**Textauszug:**
Das letzte Referat von Bischof Wolfgang Ipolt trägt den Titel „Seelsorge mit Familien“. Nach vielen Jahren in der Seelsorge und in der Priesterausbildung (zuletzt als Regens des Priesterseminars in Erfurt) wurde Wolfgang Ipolt 2011 von Papst Benedikt XVI. zum Bischof von Görlitz ernannt.

Vorbemerkung

Ich kann meinen Vortrag über die seelsorgliche Seite des heutigen Themas nicht beginnen, ohne einen der für mich schönsten Sätze zu nennen, mit denen ein päpstliches Schreiben je begonnen hat: „Amoris laetitia quae in familiis viget laetitia est quoque Ecclesiae. – Die Freude der Liebe, die in den Familien gelebt wird, ist auch die Freude der Kirche.“1 Ich freue mich darüber, dass hier nicht „vivit“, sondern „viget“ im lateinischen Text steht – ein Verbum, das eine wirkliche Lebendigkeit und Freude ausdrückt. Wenn es um die Freude in den Familien geht – die Freude ist ja, wie wir wissen, eine der Früchte des Heiligen Geistes – dann ist es selbstverständlich, dass seelsorgliches Bemühen solcher Freude zu dienen und ihr den Weg zu bereiten hat.

Aber zu gelebter Freude und Liebe in einer Familie gehört auch, dass es diese Gemeinschaft ermöglicht, dass Schwierigkeiten und Belastungen. Krankheit und Leid getragen werden können. Das Sprichwort sagt mit Recht: „Geteilte Freude ist doppelte Freude. Geteiltes Leid ist halbes Leid.“ So empfand ich es als ein sehr schönes Zeichen, dass in diesem Jahr beim Kreuzweg des Papstes am Colosseum Familien aus verschiedenen Ländern das Kreuz getragen haben und es einander weitergegeben haben. Es entstand für mich in dieser Geste eine weltumspannende Gemeinschaft von Familien, die im Glauben miteinander verbunden waren und die ihren alltäglichen Lebensweg im Gebet des Kreuzwegs mit dem Weg des Herrn verbunden haben.

Seelsorge Mit Familien

Ich habe das Wort „mit“ jetzt großgeschrieben, weil es für mich eine wichtige pastorale Vorentscheidung enthält, für die ich bei dem mir gestellten Thema grundsätzlich dankbar bin. Das „mit“ verdeutlicht: Familien sind nie nur Objekte unserer Seelsorge und des Bemühens der Kirche. Sie sind selbst kraft der Taufe und Firmung und durch die Gnade des Ehesakramentes Subjekte seelsorglichen Handelns. Es gehört zum seelsorglichen Auftrag jedes Mitarbeiters der Kirche, dies zu sehen und zu würdigen. Ja, der Dienst der Priester und hauptamtlichen von der Kirche beauftragten Seelsorger besteht ja gerade darin, die Familien – Eheleute und Kinder – zu bestärken und zu ermächtigen, ihren Glauben zu leben und ihn in der Familie zu praktizieren.

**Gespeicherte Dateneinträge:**
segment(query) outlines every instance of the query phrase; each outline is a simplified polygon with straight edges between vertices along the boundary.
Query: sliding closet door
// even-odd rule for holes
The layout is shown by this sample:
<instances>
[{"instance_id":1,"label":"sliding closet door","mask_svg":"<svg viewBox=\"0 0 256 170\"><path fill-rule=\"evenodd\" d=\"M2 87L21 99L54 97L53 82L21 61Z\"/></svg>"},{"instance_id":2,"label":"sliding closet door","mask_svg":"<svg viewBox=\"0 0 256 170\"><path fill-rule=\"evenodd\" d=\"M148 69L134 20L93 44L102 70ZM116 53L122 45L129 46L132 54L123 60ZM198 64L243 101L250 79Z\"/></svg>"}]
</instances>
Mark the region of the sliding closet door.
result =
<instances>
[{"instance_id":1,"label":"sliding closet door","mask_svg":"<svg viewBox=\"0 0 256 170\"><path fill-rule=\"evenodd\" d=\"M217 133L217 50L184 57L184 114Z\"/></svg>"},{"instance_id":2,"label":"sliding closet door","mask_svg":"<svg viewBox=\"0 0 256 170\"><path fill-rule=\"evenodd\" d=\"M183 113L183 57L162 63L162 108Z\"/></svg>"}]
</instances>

...

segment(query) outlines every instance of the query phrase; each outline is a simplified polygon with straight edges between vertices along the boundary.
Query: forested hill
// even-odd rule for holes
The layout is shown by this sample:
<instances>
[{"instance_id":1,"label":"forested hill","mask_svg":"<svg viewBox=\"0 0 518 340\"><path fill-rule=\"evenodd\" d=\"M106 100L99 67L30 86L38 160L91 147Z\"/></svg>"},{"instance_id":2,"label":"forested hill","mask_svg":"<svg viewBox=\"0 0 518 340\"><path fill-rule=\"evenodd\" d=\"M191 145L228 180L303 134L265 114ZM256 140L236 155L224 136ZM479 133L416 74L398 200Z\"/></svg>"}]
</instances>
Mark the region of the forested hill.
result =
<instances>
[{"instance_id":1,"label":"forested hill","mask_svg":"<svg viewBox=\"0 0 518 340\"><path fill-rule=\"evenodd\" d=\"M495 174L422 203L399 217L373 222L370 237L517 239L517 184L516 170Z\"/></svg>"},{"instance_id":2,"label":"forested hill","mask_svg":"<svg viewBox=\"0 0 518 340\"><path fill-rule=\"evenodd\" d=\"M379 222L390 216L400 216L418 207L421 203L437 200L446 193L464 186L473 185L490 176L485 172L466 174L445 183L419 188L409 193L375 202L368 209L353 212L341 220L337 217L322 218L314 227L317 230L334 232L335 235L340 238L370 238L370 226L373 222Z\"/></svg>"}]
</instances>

**Fragen zum Text:**
1. Schreib den Textauszug von „Aber zu gelebter“ bis „Herrn verbunden haben.“ ab und benenne dabei „Colosseum“ in „Kolosseum“ um.
2. Prüfe, ob die folgenden Aussagen zum Textauszug stimmen. Antworte jeweils mit Ja oder Nein und zitiere die entscheidenden Worte wörtlich.
(a) Wolfgang Ipolt wurde 2011 von Papst Benedikt XVI. zum Bischof von Görlitz ernannt.
(b) Im lateinischen Text steht das Verb „vivit“.
(c) Familien sind nur Objekte der Seelsorge.
3. Beantworte die Fragen kurz anhand des Textauszugs.
(a) In welcher Stadt war Wolfgang Ipolt zuletzt Regens des Priesterseminars?
(b) Wo haben Familien beim Kreuzweg des Papstes das Kreuz getragen?
(c) Welches Wort hat der Redner großgeschrieben?

**Nummerierte Antworten:**
1.
Aber zu gelebter Freude und Liebe in einer Familie gehört auch, dass es diese Gemeinschaft ermöglicht, dass Schwierigkeiten und Belastungen. Krankheit und Leid getragen werden können. Das Sprichwort sagt mit Recht: „Geteilte Freude ist doppelte Freude. Geteiltes Leid ist halbes Leid.“ So empfand ich es als ein sehr schönes Zeichen, dass in diesem Jahr beim Kreuzweg des Papstes am Kolosseum Familien aus verschiedenen Ländern das Kreuz getragen haben und es einander weitergegeben haben. Es entstand für mich in dieser Geste eine weltumspannende Gemeinschaft von Familien, die im Glauben miteinander verbunden waren und die ihren alltäglichen Lebensweg im Gebet des Kreuzwegs mit dem Weg des Herrn verbunden haben.

2.
(a) Ja: „wurde Wolfgang Ipolt 2011 von Papst Benedikt XVI. zum Bischof von Görlitz ernannt“
(b) Nein: „dass hier nicht „vivit“, sondern „viget“ im lateinischen Text steht“
(c) Nein: „Familien sind nie nur Objekte unserer Seelsorge und des Bemühens der Kirche.“

3.
(a) In Erfurt.
(b) Am Colosseum.
(c) Das Wort „mit“.